* WORK TO COMPLETE
Of the entries below, return exactly those lines that fall between the one containing "Pressing-analysis tagging request: spot the blonde" and the one containing "Pressing-analysis tagging request: spot the boy", the two end lines included.

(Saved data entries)
=======

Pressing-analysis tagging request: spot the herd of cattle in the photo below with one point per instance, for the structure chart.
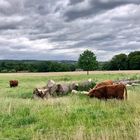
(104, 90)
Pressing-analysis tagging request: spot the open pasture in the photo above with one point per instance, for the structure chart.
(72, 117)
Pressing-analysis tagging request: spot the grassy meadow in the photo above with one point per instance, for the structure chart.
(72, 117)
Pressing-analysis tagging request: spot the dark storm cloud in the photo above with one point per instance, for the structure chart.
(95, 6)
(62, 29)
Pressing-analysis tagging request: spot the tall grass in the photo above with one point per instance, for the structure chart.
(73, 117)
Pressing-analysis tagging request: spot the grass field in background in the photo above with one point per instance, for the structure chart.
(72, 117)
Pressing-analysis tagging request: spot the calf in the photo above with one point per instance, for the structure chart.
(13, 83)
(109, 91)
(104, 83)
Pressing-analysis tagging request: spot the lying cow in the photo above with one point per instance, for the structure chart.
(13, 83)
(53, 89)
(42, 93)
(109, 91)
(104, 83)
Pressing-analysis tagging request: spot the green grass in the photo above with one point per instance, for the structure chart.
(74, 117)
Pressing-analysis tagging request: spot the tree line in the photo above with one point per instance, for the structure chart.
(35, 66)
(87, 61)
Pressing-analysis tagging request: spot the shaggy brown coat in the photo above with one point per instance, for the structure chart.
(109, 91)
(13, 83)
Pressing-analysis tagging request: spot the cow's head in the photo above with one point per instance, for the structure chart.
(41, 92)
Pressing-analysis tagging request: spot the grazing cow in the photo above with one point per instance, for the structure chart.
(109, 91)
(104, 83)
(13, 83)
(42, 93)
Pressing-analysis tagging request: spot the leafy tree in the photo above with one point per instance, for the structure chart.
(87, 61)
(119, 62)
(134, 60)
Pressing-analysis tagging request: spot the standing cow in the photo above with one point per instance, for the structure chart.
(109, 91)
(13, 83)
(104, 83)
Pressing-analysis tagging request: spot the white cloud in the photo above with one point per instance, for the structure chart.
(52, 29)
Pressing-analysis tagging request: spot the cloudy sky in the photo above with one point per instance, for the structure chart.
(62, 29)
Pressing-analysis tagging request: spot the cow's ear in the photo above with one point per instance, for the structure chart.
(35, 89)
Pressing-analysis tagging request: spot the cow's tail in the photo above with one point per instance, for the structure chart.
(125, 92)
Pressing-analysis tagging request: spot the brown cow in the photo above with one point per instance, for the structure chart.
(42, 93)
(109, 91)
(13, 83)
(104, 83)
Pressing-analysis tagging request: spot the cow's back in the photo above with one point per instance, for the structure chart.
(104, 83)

=======

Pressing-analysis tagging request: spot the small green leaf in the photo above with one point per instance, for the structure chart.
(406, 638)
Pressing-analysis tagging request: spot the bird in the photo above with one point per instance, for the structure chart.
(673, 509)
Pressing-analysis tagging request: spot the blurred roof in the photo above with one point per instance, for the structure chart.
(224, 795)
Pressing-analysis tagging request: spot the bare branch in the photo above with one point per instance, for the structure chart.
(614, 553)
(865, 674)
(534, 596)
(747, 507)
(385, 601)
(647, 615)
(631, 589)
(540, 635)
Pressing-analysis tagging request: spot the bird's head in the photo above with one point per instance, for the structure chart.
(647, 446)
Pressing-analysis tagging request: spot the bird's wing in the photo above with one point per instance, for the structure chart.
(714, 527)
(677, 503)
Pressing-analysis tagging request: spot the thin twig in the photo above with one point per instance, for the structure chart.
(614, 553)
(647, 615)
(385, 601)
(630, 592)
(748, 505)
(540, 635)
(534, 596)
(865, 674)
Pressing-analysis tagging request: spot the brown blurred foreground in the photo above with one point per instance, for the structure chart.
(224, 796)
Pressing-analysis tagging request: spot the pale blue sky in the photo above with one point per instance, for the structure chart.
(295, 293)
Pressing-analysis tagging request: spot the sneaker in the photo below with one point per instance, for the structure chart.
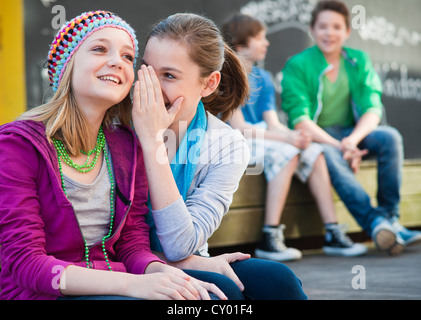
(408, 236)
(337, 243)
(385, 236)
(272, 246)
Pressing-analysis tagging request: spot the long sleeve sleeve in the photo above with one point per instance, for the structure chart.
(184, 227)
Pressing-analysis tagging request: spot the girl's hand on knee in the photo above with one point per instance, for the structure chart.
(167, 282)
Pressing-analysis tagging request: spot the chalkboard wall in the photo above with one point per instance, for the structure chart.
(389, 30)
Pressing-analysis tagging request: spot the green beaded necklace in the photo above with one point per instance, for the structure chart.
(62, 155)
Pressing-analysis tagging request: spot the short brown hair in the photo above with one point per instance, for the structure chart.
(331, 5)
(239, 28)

=======

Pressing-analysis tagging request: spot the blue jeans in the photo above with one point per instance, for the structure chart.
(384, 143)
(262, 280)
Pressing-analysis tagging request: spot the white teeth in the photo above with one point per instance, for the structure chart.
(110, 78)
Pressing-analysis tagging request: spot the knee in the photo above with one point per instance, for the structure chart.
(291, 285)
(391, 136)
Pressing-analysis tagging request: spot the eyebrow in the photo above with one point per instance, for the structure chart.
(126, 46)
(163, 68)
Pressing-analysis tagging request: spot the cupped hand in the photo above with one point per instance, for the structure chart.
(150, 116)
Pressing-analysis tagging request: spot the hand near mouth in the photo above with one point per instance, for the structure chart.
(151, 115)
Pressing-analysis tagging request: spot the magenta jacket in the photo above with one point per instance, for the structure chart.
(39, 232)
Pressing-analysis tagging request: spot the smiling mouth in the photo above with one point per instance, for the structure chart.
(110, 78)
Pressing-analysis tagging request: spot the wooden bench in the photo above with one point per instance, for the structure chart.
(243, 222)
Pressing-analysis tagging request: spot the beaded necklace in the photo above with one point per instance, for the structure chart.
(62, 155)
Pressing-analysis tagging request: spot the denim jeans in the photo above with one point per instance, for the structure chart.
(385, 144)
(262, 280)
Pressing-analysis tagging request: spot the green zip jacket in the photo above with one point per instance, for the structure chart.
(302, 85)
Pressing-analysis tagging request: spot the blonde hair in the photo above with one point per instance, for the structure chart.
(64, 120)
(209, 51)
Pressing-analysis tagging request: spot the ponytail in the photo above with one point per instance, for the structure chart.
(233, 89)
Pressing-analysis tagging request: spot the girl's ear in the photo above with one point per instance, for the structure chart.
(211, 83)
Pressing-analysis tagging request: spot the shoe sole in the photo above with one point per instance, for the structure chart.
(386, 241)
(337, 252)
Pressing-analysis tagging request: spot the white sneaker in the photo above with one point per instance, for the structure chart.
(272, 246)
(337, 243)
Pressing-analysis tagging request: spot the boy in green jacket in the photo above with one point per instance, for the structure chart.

=======

* RESPONSE BOX
Pressing-analysis tagging request: spot the blonde hair in the photo above with one point per instance, for the structure chart.
(64, 120)
(209, 51)
Pressing-analysis tagging request: spot the ponytail in the photo above with one point per instance, for the structure chart.
(233, 89)
Pressing-analysis tagging request: spot the girl's ear in the photo above with one point per instance, for the structure chart.
(211, 83)
Pressing-analysis tagging request: spot the shoe sole in the photo above with one point per instance, for the structure chart.
(386, 241)
(337, 252)
Pressing-analysis tagging request: spot the white sneaker in the photo above with one point per instance, for the structure chart.
(272, 246)
(337, 243)
Pressing-analysis tagging request: spot the boy in green jacket in the photo above with one point per instance, for the structure chart.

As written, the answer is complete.